(Exercise requirements) Without any alteration, retype the records that appear below.

(Stored items from a collection)

============

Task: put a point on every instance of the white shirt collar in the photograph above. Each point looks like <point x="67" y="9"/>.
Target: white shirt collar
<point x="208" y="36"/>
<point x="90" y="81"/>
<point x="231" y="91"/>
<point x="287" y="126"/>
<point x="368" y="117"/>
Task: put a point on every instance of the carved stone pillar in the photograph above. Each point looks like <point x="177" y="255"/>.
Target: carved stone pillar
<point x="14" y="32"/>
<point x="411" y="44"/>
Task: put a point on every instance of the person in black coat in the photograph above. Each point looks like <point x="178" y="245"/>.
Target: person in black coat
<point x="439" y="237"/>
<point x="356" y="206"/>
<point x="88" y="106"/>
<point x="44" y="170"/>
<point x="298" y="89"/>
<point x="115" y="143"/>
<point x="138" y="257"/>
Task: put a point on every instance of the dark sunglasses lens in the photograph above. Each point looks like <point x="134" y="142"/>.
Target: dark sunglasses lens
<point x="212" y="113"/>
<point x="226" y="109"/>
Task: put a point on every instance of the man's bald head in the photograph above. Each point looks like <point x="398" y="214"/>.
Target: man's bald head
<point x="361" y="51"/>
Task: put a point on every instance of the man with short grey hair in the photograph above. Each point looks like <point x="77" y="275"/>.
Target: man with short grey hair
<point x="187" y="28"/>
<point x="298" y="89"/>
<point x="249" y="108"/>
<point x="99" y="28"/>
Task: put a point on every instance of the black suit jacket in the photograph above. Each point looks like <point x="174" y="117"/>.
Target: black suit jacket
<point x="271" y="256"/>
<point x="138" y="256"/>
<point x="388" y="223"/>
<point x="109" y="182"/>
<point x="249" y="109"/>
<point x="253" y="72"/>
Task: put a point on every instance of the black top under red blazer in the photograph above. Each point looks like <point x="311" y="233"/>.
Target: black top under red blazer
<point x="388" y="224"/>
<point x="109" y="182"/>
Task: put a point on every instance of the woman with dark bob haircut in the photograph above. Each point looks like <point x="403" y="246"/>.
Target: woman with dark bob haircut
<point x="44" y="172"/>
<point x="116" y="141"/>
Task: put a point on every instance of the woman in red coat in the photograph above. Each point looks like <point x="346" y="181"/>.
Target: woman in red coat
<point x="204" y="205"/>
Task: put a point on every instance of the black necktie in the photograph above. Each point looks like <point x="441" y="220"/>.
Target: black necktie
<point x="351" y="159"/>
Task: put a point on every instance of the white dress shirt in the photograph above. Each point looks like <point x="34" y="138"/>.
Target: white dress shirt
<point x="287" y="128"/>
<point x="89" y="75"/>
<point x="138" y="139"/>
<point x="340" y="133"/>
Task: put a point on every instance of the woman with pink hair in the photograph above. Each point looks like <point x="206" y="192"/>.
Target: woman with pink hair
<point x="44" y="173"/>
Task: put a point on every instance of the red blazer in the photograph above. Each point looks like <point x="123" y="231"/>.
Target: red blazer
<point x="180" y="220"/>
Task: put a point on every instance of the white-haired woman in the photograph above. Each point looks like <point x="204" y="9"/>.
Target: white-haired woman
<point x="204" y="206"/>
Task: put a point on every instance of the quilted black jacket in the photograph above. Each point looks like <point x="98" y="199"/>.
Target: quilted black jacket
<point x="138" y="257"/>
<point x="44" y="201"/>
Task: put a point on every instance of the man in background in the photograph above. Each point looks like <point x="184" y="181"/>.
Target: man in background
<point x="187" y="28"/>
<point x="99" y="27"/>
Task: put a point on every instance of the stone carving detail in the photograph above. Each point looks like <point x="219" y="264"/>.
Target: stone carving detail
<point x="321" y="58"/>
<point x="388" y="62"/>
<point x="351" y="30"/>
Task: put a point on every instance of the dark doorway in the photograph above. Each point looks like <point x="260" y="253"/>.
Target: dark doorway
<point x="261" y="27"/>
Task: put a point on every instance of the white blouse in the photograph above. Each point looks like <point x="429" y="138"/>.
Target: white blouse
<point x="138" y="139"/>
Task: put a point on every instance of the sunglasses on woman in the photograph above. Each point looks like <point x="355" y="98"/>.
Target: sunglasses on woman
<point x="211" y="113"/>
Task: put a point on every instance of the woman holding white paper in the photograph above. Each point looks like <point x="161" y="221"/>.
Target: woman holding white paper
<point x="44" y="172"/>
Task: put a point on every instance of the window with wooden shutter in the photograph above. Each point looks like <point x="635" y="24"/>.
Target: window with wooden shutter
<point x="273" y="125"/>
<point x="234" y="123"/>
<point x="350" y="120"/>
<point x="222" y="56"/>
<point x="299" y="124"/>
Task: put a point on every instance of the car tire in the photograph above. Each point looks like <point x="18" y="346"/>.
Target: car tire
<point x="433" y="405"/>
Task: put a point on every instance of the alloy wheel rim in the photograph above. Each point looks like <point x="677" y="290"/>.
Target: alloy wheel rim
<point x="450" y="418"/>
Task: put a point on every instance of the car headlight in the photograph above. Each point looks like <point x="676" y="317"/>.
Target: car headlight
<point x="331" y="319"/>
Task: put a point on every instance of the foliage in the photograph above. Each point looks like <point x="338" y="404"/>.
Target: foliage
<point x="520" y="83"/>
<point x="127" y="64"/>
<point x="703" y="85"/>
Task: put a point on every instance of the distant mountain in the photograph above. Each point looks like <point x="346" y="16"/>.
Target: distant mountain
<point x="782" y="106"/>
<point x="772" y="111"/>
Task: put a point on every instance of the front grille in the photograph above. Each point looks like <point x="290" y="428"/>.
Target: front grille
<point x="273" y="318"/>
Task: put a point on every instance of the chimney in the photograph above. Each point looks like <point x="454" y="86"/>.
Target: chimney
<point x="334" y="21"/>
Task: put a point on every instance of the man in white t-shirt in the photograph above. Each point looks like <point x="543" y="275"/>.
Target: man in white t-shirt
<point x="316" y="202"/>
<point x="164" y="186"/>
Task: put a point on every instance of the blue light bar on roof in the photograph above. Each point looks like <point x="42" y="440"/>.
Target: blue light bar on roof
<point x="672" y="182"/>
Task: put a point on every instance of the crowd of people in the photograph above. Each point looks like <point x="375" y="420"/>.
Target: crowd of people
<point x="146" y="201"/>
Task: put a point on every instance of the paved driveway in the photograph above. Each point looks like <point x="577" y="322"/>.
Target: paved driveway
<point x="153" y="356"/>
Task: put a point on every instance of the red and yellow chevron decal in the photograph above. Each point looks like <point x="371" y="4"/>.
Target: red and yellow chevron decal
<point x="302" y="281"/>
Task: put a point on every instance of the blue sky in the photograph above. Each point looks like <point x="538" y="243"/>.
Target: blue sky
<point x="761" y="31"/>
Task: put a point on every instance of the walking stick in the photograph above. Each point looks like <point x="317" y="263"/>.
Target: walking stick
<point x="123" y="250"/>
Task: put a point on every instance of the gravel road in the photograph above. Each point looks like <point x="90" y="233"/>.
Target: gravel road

============

(Written solution)
Task: put a point on every instance of the white shirt collar in the photograph above. Each point looks like <point x="67" y="9"/>.
Target: white shirt collar
<point x="208" y="36"/>
<point x="90" y="81"/>
<point x="231" y="91"/>
<point x="287" y="126"/>
<point x="368" y="117"/>
Task: put a point on every instance of the carved stone pillar in the photograph above. Each point looks like <point x="177" y="255"/>.
Target: carved stone pillar
<point x="14" y="32"/>
<point x="411" y="44"/>
Task: put a point on every instance of the person in black coat in the photograph above. Each point looks like <point x="178" y="245"/>.
Target: person in black coat
<point x="439" y="237"/>
<point x="356" y="206"/>
<point x="88" y="106"/>
<point x="44" y="170"/>
<point x="298" y="89"/>
<point x="115" y="143"/>
<point x="138" y="257"/>
Task: put a point on every instance of the dark sunglasses lens in the photograph above. Each point looks like <point x="134" y="142"/>.
Target: dark sunglasses lens
<point x="212" y="113"/>
<point x="226" y="109"/>
Task: put a point on every instance of the man's bald head in the photograph above. Each point looks like <point x="398" y="214"/>.
Target: man's bald head
<point x="361" y="51"/>
Task: put a point on every instance of the man with short grey hair in the photograph above. Each point looks like <point x="77" y="275"/>.
Target: man with short grey hair
<point x="187" y="28"/>
<point x="298" y="89"/>
<point x="249" y="108"/>
<point x="99" y="28"/>
Task: put a point on every instance of the black suit jacket in the photograph above. Each point looks like <point x="174" y="117"/>.
Target: black suit jacket
<point x="271" y="256"/>
<point x="138" y="256"/>
<point x="388" y="223"/>
<point x="109" y="182"/>
<point x="249" y="109"/>
<point x="253" y="72"/>
Task: put a point on every instance of the black top under red blazer in the photograph above. Each point looks like <point x="311" y="233"/>.
Target: black top under red blazer
<point x="388" y="224"/>
<point x="109" y="182"/>
Task: put a point on every instance of the woman with dark bob haircut in the photograph above. Each point looks like <point x="403" y="246"/>.
Target: woman with dark bob haircut
<point x="44" y="172"/>
<point x="116" y="141"/>
Task: put a point on every instance of the woman in red coat in the photograph above. Each point looks like <point x="346" y="181"/>.
Target: woman in red coat
<point x="204" y="205"/>
Task: put a point on every instance of the black necktie in the photograph above. Each point looks like <point x="441" y="220"/>.
Target: black necktie
<point x="351" y="159"/>
Task: put a point on every instance of the white dress shirt in the photograph above. Each point looks like <point x="34" y="138"/>.
Target: white dress shirt
<point x="287" y="128"/>
<point x="89" y="75"/>
<point x="138" y="139"/>
<point x="340" y="133"/>
Task: put a point on every instance of the woman with pink hair in the photograph above. Each point looks like <point x="206" y="192"/>.
Target: woman with pink hair
<point x="44" y="173"/>
Task: put a point on every instance of the red blazer in the photograph above. Each point looks like <point x="123" y="231"/>.
Target: red blazer
<point x="180" y="220"/>
Task: put a point on every instance of the white-haired woman in the photograph above. Each point looks like <point x="204" y="9"/>.
Target: white-haired woman
<point x="204" y="206"/>
Task: put a point on every instance of the quilted black jacket in the photograph above. Each point looks like <point x="98" y="199"/>.
Target: quilted black jacket
<point x="138" y="257"/>
<point x="44" y="201"/>
Task: put a point on every instance of the man in background in the photograph above. Each point looks like <point x="184" y="181"/>.
Target: man in background
<point x="187" y="28"/>
<point x="99" y="27"/>
Task: put a point on every instance of the stone carving detail in the photograph above. Each point looks like <point x="219" y="264"/>.
Target: stone carving detail
<point x="321" y="58"/>
<point x="388" y="62"/>
<point x="351" y="30"/>
Task: put a point on every instance of the dark doorway in the photograph above. Each point looks like <point x="260" y="253"/>.
Target: dark doorway
<point x="261" y="27"/>
Task: put a point on every instance of the white blouse in the photograph above. Each point looks like <point x="429" y="138"/>.
Target: white blouse
<point x="138" y="139"/>
Task: put a point on every instance of the sunglasses on woman in the photograph above. Each point looks like <point x="355" y="98"/>.
Target: sunglasses on woman
<point x="211" y="113"/>
Task: put a point on every instance of the woman holding white paper in the photograph above. Each point looks like <point x="161" y="221"/>.
Target: woman holding white paper
<point x="44" y="172"/>
Task: put a point on every instance of the window with wooden shutter in the photograph above. Each point looks like <point x="635" y="24"/>.
Target: window with wooden shutter
<point x="273" y="125"/>
<point x="234" y="123"/>
<point x="350" y="120"/>
<point x="222" y="56"/>
<point x="299" y="124"/>
Task: put a point on every instance of the car tire in the photograph above. Each point looks like <point x="18" y="346"/>.
Target: car tire
<point x="433" y="405"/>
Task: put a point on every instance of the alloy wheel rim in the photograph above. Each point looks like <point x="677" y="290"/>.
Target: alloy wheel rim
<point x="450" y="418"/>
Task: put a point on every instance of the car headlight in the photograph above. Each point looks like <point x="676" y="317"/>.
Target: car headlight
<point x="331" y="319"/>
Task: put a point on every instance of the foliage in the photograph above. Each point looks like <point x="338" y="404"/>.
Target: foliage
<point x="520" y="83"/>
<point x="127" y="64"/>
<point x="703" y="85"/>
Task: put a point on every instance of the distant mountain in the photograph above. Each point looks like <point x="346" y="16"/>.
Target: distant mountain
<point x="782" y="106"/>
<point x="772" y="111"/>
Task: put a point on every instance of the front grille in the photograph above. Each point looks like <point x="290" y="428"/>.
Target: front grille
<point x="273" y="318"/>
Task: put a point on every instance of the chimney in the photograph above. Each point looks like <point x="454" y="86"/>.
Target: chimney
<point x="334" y="21"/>
Task: put a point on every instance of the man in white t-shirt in the photograph above. Each point looks like <point x="543" y="275"/>.
Target: man in white t-shirt
<point x="316" y="202"/>
<point x="164" y="186"/>
Task: put a point on every instance of the blue light bar on roof in the photograph above. Each point looks like <point x="42" y="440"/>.
Target: blue light bar on roof
<point x="672" y="182"/>
Task: put a point on every instance of the crowd of people in the photograph above. Each point looks like <point x="375" y="420"/>.
Target: crowd of people
<point x="146" y="201"/>
Task: put a point on every instance of the paved driveway in the photograph above. Each point looks like <point x="577" y="322"/>.
Target: paved driveway
<point x="153" y="356"/>
Task: put a point on every instance of the red and yellow chevron decal in the photograph above. Each point looks like <point x="371" y="4"/>.
Target: red and yellow chevron decal
<point x="302" y="281"/>
Task: put a point on every instance of the blue sky in the photograph above. Each point looks like <point x="538" y="243"/>.
Target: blue sky
<point x="761" y="31"/>
Task: put a point on every instance of the walking stick in the photograph above. Each point looks like <point x="317" y="263"/>.
Target: walking stick
<point x="123" y="250"/>
Task: put a point on every instance of the gravel road in the photograph above. Each point looks like <point x="90" y="233"/>.
Target: gravel road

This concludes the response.